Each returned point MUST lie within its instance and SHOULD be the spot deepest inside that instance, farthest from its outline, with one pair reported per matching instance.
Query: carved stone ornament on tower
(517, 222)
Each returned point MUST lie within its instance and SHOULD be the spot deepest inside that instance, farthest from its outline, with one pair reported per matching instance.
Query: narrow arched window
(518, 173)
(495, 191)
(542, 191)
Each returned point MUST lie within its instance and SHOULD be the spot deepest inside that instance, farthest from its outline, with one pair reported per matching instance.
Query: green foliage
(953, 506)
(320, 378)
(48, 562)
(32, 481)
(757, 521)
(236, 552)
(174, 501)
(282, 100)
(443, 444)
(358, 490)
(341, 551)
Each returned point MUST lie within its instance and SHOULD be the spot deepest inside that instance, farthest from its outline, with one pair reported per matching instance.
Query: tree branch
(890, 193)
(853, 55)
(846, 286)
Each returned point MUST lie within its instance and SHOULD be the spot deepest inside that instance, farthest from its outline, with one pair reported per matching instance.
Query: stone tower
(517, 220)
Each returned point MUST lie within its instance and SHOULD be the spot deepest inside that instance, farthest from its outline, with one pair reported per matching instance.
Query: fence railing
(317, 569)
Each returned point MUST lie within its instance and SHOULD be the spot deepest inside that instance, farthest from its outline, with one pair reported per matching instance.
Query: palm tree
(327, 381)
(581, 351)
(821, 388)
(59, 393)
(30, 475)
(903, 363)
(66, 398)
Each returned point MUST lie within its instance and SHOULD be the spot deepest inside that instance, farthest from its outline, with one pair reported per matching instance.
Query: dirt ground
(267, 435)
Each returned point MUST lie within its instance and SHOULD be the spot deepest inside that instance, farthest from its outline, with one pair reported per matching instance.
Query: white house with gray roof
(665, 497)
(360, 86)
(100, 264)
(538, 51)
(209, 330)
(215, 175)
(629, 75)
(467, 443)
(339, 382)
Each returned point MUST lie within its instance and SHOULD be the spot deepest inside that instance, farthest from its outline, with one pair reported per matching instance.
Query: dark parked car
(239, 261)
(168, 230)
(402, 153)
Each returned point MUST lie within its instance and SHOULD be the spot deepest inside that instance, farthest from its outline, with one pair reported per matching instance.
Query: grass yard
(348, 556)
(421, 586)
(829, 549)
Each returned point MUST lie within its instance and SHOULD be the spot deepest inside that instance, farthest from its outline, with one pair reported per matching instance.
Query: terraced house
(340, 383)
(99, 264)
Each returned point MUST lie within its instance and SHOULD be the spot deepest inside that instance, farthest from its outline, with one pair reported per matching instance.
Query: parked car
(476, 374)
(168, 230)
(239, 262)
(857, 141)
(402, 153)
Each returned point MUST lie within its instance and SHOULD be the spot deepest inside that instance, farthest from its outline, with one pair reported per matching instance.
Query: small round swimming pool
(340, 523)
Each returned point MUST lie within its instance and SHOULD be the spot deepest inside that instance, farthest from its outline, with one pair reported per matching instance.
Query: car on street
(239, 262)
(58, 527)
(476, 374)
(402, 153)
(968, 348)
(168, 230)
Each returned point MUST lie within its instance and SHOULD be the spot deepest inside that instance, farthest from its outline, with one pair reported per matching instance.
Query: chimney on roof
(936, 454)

============================================================

### Exercise goal
Find every line in the material that contains the word "roof" and copy each of those lines in full.

### Complete answer
Query: white house with gray roof
Query: chimney on roof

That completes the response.